**Referring expression pointing data:**
....................

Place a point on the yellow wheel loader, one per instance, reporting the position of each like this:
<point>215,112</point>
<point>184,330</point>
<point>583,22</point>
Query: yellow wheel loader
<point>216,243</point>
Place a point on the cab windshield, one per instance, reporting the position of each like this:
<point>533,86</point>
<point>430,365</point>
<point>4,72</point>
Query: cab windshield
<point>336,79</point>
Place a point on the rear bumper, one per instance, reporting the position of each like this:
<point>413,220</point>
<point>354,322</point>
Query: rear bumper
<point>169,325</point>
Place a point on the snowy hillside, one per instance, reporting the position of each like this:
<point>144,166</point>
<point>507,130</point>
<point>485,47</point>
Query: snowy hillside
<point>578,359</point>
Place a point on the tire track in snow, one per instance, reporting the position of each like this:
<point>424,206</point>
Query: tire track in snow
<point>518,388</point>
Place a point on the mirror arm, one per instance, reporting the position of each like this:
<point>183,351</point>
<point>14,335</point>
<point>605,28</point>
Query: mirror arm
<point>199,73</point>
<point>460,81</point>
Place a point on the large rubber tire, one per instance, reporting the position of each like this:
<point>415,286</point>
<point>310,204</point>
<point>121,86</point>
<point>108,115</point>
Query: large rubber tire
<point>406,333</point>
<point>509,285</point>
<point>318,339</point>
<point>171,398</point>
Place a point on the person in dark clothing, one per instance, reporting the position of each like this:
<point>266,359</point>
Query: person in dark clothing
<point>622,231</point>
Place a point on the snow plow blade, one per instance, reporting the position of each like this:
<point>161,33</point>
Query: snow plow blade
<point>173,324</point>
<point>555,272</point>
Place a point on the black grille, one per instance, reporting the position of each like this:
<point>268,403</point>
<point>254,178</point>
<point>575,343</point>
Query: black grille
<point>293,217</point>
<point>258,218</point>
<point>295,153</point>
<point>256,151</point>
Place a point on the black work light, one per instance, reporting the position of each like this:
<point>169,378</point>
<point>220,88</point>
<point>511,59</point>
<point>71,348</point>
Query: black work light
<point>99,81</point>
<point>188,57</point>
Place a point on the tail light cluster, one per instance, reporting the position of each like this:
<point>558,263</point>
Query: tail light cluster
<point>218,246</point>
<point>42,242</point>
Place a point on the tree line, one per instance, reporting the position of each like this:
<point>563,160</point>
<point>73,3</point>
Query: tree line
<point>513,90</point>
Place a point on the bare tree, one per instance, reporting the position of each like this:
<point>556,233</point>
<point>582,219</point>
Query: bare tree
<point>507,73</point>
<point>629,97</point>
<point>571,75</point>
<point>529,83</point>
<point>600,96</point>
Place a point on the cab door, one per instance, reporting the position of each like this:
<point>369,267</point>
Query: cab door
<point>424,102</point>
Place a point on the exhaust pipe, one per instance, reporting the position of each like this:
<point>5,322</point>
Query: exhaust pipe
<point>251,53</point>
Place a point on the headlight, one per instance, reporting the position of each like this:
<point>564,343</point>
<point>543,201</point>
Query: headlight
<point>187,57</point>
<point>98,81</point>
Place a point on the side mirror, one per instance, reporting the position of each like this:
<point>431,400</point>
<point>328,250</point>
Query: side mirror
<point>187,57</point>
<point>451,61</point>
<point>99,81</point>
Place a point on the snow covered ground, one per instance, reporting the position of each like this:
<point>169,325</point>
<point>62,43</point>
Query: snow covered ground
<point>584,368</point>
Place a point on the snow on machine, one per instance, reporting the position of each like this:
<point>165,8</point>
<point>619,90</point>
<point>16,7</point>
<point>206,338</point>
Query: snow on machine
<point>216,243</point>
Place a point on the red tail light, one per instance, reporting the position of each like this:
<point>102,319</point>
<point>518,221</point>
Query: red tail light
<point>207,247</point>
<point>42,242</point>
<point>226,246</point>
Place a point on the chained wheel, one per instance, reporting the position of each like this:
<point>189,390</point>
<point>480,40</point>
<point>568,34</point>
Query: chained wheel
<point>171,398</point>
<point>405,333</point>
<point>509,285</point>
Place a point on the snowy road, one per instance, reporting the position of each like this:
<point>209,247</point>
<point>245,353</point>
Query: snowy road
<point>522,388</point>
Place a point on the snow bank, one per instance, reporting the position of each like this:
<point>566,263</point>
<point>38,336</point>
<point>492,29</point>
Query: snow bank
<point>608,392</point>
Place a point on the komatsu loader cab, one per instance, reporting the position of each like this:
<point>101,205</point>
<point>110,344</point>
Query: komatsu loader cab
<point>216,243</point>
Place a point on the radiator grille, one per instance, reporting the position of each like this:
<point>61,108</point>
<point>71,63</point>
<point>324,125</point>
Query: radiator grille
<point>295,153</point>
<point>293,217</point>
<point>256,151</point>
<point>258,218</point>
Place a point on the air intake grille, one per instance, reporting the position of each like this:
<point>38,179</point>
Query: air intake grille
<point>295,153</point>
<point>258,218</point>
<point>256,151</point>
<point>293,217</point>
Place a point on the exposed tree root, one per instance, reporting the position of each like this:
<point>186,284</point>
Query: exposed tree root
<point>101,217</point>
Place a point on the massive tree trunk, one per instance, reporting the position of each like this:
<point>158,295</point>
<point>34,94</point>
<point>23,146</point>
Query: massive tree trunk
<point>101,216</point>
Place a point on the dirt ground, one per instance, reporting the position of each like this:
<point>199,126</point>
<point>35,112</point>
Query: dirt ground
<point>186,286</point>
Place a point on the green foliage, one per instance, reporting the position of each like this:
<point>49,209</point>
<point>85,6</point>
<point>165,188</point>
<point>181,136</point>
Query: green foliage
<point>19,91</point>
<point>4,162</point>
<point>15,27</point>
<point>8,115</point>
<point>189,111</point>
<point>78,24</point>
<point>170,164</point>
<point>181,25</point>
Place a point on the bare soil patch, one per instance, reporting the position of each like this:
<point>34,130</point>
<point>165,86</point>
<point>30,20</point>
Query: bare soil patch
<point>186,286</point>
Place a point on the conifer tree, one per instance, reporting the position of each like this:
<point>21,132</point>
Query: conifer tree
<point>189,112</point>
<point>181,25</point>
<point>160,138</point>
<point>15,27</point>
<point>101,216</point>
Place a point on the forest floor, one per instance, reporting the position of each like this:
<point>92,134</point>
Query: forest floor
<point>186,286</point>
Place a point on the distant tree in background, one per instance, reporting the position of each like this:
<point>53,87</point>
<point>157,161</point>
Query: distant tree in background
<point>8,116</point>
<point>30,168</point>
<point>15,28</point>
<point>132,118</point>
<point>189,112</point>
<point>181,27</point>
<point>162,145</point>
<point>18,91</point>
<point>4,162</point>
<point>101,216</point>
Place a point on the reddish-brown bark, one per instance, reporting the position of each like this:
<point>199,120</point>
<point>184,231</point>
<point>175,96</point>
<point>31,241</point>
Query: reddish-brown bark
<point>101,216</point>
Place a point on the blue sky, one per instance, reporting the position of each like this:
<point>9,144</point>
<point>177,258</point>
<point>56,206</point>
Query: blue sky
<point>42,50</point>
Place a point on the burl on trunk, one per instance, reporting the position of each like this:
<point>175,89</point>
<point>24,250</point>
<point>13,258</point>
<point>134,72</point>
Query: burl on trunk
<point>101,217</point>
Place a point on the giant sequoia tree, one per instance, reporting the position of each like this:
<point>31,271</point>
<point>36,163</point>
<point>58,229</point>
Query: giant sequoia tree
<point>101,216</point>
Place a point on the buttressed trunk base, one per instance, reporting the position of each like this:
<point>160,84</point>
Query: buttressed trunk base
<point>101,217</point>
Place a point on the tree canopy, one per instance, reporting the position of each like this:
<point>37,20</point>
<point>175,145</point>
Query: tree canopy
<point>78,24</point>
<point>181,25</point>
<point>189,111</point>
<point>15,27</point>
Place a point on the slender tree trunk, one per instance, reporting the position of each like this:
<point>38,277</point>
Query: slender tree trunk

....................

**Assignment:** Character for character, reproduce all of the lines above.

**Exercise answer:**
Place a point on the yellow wheel loader, one per instance, reporting the position of each like this:
<point>215,112</point>
<point>184,330</point>
<point>583,22</point>
Query: yellow wheel loader
<point>216,243</point>
Place a point on the cab windshield, one per instance, reporting the position of each like this:
<point>533,86</point>
<point>430,365</point>
<point>4,72</point>
Query: cab windshield
<point>336,79</point>
Place a point on the rear bumper, one per instance, reporting the position of each like this:
<point>413,220</point>
<point>354,322</point>
Query: rear bumper
<point>169,325</point>
Place a point on the snowy hillside, one per instance, reporting the position of each like this:
<point>144,166</point>
<point>507,130</point>
<point>485,47</point>
Query: snowy hillside
<point>578,359</point>
Place a point on the tire track in snow, one per instance, reporting the position of each like this:
<point>424,206</point>
Query: tire track in snow
<point>518,388</point>
Place a point on the mirror arm, one per instance, reporting the position of each like this:
<point>183,351</point>
<point>14,335</point>
<point>605,28</point>
Query: mirror arm
<point>199,73</point>
<point>460,81</point>
Place a point on the large rubber tire, one per instance, reporting the position of each like this:
<point>415,286</point>
<point>310,204</point>
<point>121,86</point>
<point>108,115</point>
Query: large rubber tire
<point>406,333</point>
<point>509,285</point>
<point>318,339</point>
<point>171,398</point>
Place a point on the person in dark clothing, one per instance, reporting the position of each like this:
<point>266,359</point>
Query: person in dark clothing
<point>622,231</point>
Place a point on the snow plow blade, one per instance, reporting the position of each like this:
<point>161,33</point>
Query: snow plow blade
<point>173,324</point>
<point>555,272</point>
Place a point on the black grille, one per instance, reporting the position of each like this:
<point>268,403</point>
<point>254,178</point>
<point>575,343</point>
Query: black grille
<point>293,217</point>
<point>258,218</point>
<point>295,153</point>
<point>256,151</point>
Place a point on the black work light, one per instance, reporting the position of each like this:
<point>169,378</point>
<point>220,88</point>
<point>511,59</point>
<point>71,348</point>
Query: black work light
<point>99,81</point>
<point>188,57</point>
Place a point on the tail light cluster, one per instance, reporting the position of each like this:
<point>558,263</point>
Query: tail light cluster
<point>218,246</point>
<point>42,242</point>
Place a point on the tree line, one per instance, reporting the position of each like this:
<point>563,160</point>
<point>73,3</point>
Query: tree line
<point>513,90</point>
Place a point on the bare tree, one per instance, reporting the position of each like this:
<point>556,233</point>
<point>582,219</point>
Query: bare tree
<point>507,73</point>
<point>629,97</point>
<point>571,75</point>
<point>529,83</point>
<point>600,96</point>
Place a point on the cab door, one per instance, reporting the position of each like this:
<point>369,267</point>
Query: cab door
<point>424,102</point>
Place a point on the exhaust pipe, one per instance, reporting the position of each like this:
<point>5,322</point>
Query: exhaust pipe
<point>251,53</point>
Place a point on the headlight, one per instance, reporting the position of each like this:
<point>564,343</point>
<point>543,201</point>
Query: headlight
<point>187,57</point>
<point>98,81</point>
Place a point on the side mirror, one per instance, reporting the position of each like this:
<point>431,400</point>
<point>328,250</point>
Query: side mirror
<point>187,57</point>
<point>451,61</point>
<point>99,81</point>
Place a point on the snow covered ground, one per instance, reporting the position of each like this:
<point>169,325</point>
<point>62,43</point>
Query: snow covered ground
<point>584,368</point>
Place a point on the snow on machine, one per instance, reporting the position of each like this:
<point>165,8</point>
<point>619,90</point>
<point>16,7</point>
<point>206,338</point>
Query: snow on machine
<point>216,243</point>
Place a point on the red tail light, one per instance, reporting the position of each like this:
<point>102,319</point>
<point>518,221</point>
Query: red tail light
<point>207,247</point>
<point>42,242</point>
<point>226,246</point>
Place a point on the chained wheel, one per instance, reporting the position of each like this:
<point>189,390</point>
<point>480,40</point>
<point>568,34</point>
Query: chained wheel
<point>171,398</point>
<point>405,333</point>
<point>509,285</point>
Place a point on the snowy road, one per instance, reporting the position of each like this:
<point>209,247</point>
<point>245,353</point>
Query: snowy road
<point>522,388</point>
Place a point on the snow bank, one per instance, reporting the position of each like this:
<point>566,263</point>
<point>38,336</point>
<point>492,29</point>
Query: snow bank
<point>608,392</point>
Place a point on the komatsu loader cab, one per instance, reporting the position of each like this:
<point>101,205</point>
<point>110,344</point>
Query: komatsu loader cab
<point>216,243</point>
Place a point on the radiator grille, one per instance, reporting the position of each like this:
<point>61,108</point>
<point>71,63</point>
<point>324,125</point>
Query: radiator grille
<point>295,153</point>
<point>293,217</point>
<point>256,151</point>
<point>258,218</point>
Place a point on the air intake grille, one per instance, reporting the position of each like this:
<point>38,179</point>
Query: air intake grille
<point>295,153</point>
<point>258,218</point>
<point>256,151</point>
<point>293,217</point>
Place a point on the exposed tree root, one per instance, reporting the position of each like this:
<point>186,284</point>
Query: exposed tree root
<point>101,217</point>
Place a point on the massive tree trunk, one per instance, reporting the position of each like this:
<point>158,295</point>
<point>34,94</point>
<point>23,146</point>
Query: massive tree trunk
<point>101,216</point>
Place a point on the dirt ground, one per instance, reporting the position of each like this:
<point>199,126</point>
<point>35,112</point>
Query: dirt ground
<point>186,286</point>
Place a point on the green foliage, one per instance, reporting the position of each like this:
<point>49,209</point>
<point>85,6</point>
<point>165,188</point>
<point>181,136</point>
Query: green foliage
<point>19,91</point>
<point>4,162</point>
<point>15,27</point>
<point>8,115</point>
<point>189,111</point>
<point>78,24</point>
<point>170,164</point>
<point>181,25</point>
Place a point on the bare soil patch, one per instance, reporting the position of each like this:
<point>34,130</point>
<point>165,86</point>
<point>30,20</point>
Query: bare soil patch
<point>186,286</point>
Place a point on the conifer tree, one per instance, reporting the position of each like this:
<point>21,132</point>
Query: conifer tree
<point>189,112</point>
<point>181,25</point>
<point>160,138</point>
<point>15,27</point>
<point>101,216</point>
Place a point on the forest floor, one per instance, reporting the position of each like this:
<point>92,134</point>
Query: forest floor
<point>186,286</point>
Place a point on the distant tree in background, one per instance, reporting the position of each like this:
<point>53,87</point>
<point>157,161</point>
Query: distant tree in background
<point>8,116</point>
<point>30,168</point>
<point>15,28</point>
<point>132,118</point>
<point>189,112</point>
<point>181,27</point>
<point>162,145</point>
<point>18,91</point>
<point>4,162</point>
<point>101,216</point>
Place a point on the reddish-brown bark, one per instance, reporting the position of each like this:
<point>199,120</point>
<point>184,231</point>
<point>175,96</point>
<point>31,241</point>
Query: reddish-brown bark
<point>101,216</point>
Place a point on the blue sky, one per instance, reporting the position of each like this:
<point>9,144</point>
<point>177,258</point>
<point>56,206</point>
Query: blue sky
<point>42,50</point>
Place a point on the burl on trunk, one per instance, reporting the position of each like this:
<point>175,89</point>
<point>24,250</point>
<point>13,258</point>
<point>134,72</point>
Query: burl on trunk
<point>101,217</point>
Place a point on the giant sequoia tree, one per instance, reporting the position of each like this:
<point>31,271</point>
<point>36,163</point>
<point>58,229</point>
Query: giant sequoia tree
<point>101,216</point>
Place a point on the buttressed trunk base, one per instance, reporting the position of each like this:
<point>160,84</point>
Query: buttressed trunk base
<point>101,217</point>
Place a point on the tree canopy, one per instance, reporting the position of each like this:
<point>37,20</point>
<point>175,145</point>
Query: tree canopy
<point>78,24</point>
<point>181,25</point>
<point>189,111</point>
<point>15,27</point>
Place a point on the slender tree trunk, one per instance, reporting the position of each like this:
<point>38,277</point>
Query: slender tree trunk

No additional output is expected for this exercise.